-- Entries from a set of point annotations --
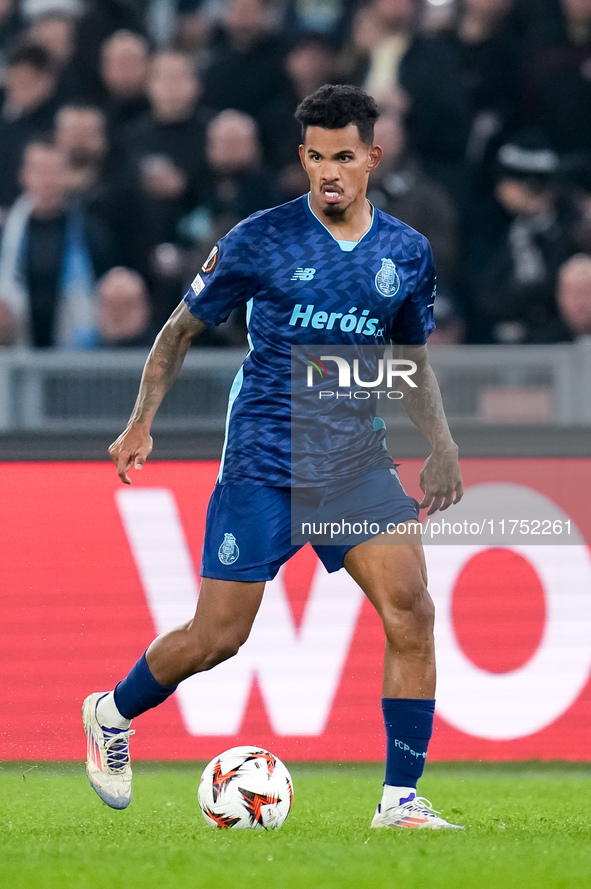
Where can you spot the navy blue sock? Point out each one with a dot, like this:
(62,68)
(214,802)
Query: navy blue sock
(139,691)
(409,726)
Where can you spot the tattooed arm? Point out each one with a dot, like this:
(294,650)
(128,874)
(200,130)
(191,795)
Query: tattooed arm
(164,362)
(441,479)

-- WRITTEN REQUEST --
Quote every line of the listing above without alteration, leaving out the pictures.

-- THE SOLUTION --
Where can you spot the navy blue sock? Point out each one with a dot, like this:
(62,68)
(214,802)
Query: navy blue sock
(139,691)
(409,726)
Where can you spot the tattooed arm? Point out each one with a dot, like this:
(294,650)
(128,874)
(200,130)
(191,795)
Query: tattooed arm
(164,362)
(441,479)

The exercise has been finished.